Required work:
In the code excerpt, list every name brought in by the import statements that begin with "from TELF".

Source excerpt:
•••••
In [1]:
import os
import pickle
import pathlib
import pandas as pd
from TELF.pre_processing import Vulture 
from TELF.pre_processing.Vulture.modules import SimpleCleaner
from TELF.pre_processing.Vulture.default_stop_words import STOP_WORDS
from TELF.pre_processing.Vulture.default_stop_phrases import STOP_PHRASES
from TELF.pre_processing.Vulture.tokens_analysis.vocab_consolidator import VocabularyConsolidator

In [2]:
DATA_DIR = os.path.join('..', '..', 'data')
DATA_DIR = pathlib.Path(DATA_DIR).resolve()
DATA_FILE = 'sample.csv'
df_path = os.path.join(DATA_DIR,DATA_FILE)
df = pd.read_csv(df_path)
documents = df.abstract.to_dict()

In [3]:
vulture = Vulture(n_jobs  = 1, 
                  verbose = 10,  # Disable == 0, Verbose >= 1
                 )
steps = [SimpleCleaner( stop_words = STOP_WORDS,
                  stop_phrases = STOP_PHRASES,
            order = [
                'standardize_hyphens',
                'remove_stop_phrases',
                'isolate_frozen',
                'remove_copyright_statement',
                'make_lower_case',
                'remove_formulas',
                'normalize',
                'remove_next_line',
                'remove_email',
                'remove_()',
                'remove_[]',
                'remove_special_characters',
                'remove_nonASCII_boundary',
                'remove_nonASCII',
                'remove_tags',
                'remove_stop_words',
                'remove_standalone_numbers',
                'remove_extra_whitespace',
                'min_characters',
        ])]
vulture.clean(  documents, 
                steps=steps,
                save_path=os.path.join(DATA_DIR, "clean_documents"))         

clean_documents = pickle.load(
                        open(os.path.join(DATA_DIR, "clean_documents"), 'rb')
                        )

[Vulture]: Cleaning 940 documents
  0%|          | 0/1 [00:00<?, ?it/s][Vulture]: Running SimpleCleaner module
100%|██████████| 940/940 [00:01<00:00, 508.09it/s]
100%|██████████| 1/1 [00:01<00:00,  1.85s/it]


In [7]:
consolidator = VocabularyConsolidator()
•••••
Recorded information:
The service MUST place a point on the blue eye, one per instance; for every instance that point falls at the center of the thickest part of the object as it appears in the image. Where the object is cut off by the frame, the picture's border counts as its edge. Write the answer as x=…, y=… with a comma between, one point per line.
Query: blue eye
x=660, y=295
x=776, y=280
•••••
Result:
Vulture, SimpleCleaner, STOP_WORDS, STOP_PHRASES, VocabularyConsolidator